Task requirements: Give the listing again exactly as written.
[Supplied data]
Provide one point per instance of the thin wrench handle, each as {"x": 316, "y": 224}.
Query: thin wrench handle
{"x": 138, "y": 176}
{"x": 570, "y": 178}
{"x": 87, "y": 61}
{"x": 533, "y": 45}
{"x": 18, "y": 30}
[/Supplied data]
Result for this exercise:
Provide one point per instance of the thin wrench handle, each as {"x": 316, "y": 224}.
Query: thin wrench handle
{"x": 138, "y": 176}
{"x": 570, "y": 178}
{"x": 87, "y": 61}
{"x": 533, "y": 45}
{"x": 18, "y": 30}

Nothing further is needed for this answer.